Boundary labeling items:
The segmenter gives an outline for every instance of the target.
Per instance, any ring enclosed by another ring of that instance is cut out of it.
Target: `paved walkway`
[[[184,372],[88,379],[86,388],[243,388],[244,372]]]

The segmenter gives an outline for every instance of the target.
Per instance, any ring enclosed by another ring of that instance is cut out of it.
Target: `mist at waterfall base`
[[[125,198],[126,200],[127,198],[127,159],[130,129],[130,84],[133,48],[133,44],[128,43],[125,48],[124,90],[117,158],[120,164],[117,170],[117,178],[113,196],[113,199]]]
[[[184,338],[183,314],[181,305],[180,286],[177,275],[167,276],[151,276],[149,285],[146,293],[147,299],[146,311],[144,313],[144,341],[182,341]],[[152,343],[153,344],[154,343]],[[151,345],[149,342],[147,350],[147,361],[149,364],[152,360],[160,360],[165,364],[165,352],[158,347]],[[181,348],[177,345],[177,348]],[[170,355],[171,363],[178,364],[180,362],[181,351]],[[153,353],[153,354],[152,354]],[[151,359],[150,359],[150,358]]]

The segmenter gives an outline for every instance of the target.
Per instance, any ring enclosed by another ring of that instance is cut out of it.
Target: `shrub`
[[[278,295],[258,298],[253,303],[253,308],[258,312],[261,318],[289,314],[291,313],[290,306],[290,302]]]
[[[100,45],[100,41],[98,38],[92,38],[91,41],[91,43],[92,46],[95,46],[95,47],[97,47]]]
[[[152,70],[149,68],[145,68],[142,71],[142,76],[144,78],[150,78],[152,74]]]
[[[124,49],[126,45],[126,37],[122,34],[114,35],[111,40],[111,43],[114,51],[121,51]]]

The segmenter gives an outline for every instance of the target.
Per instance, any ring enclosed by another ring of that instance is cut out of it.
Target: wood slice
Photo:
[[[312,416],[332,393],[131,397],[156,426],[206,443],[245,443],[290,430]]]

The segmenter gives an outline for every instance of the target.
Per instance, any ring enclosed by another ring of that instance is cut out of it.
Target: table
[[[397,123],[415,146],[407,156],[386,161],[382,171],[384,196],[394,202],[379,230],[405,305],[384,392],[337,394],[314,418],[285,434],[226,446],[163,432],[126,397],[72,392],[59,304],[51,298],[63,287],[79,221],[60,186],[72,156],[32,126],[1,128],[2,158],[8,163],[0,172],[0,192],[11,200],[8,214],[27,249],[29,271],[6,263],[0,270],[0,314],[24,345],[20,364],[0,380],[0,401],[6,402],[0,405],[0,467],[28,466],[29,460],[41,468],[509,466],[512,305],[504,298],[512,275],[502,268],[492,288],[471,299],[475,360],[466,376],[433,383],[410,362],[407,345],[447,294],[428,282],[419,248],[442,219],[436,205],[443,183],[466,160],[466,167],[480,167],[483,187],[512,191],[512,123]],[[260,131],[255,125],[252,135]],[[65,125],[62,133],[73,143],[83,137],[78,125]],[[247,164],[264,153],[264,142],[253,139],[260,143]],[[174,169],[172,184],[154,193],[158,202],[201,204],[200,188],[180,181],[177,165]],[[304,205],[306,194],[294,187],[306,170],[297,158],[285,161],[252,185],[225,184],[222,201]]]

### TASK BRIEF:
Rename "segmenter" to "labeler" in the lines from the start of the material through the line with "[[[184,372],[88,379],[86,388],[243,388],[244,372]]]", and give those lines again with everything else unchanged.

### SOLUTION BELOW:
The labeler gives an outline for every instance of the target.
Per instance, any ring enclosed by another ring of that instance is cut out of it.
Target: `paved walkway`
[[[184,372],[88,379],[86,388],[243,388],[244,372]]]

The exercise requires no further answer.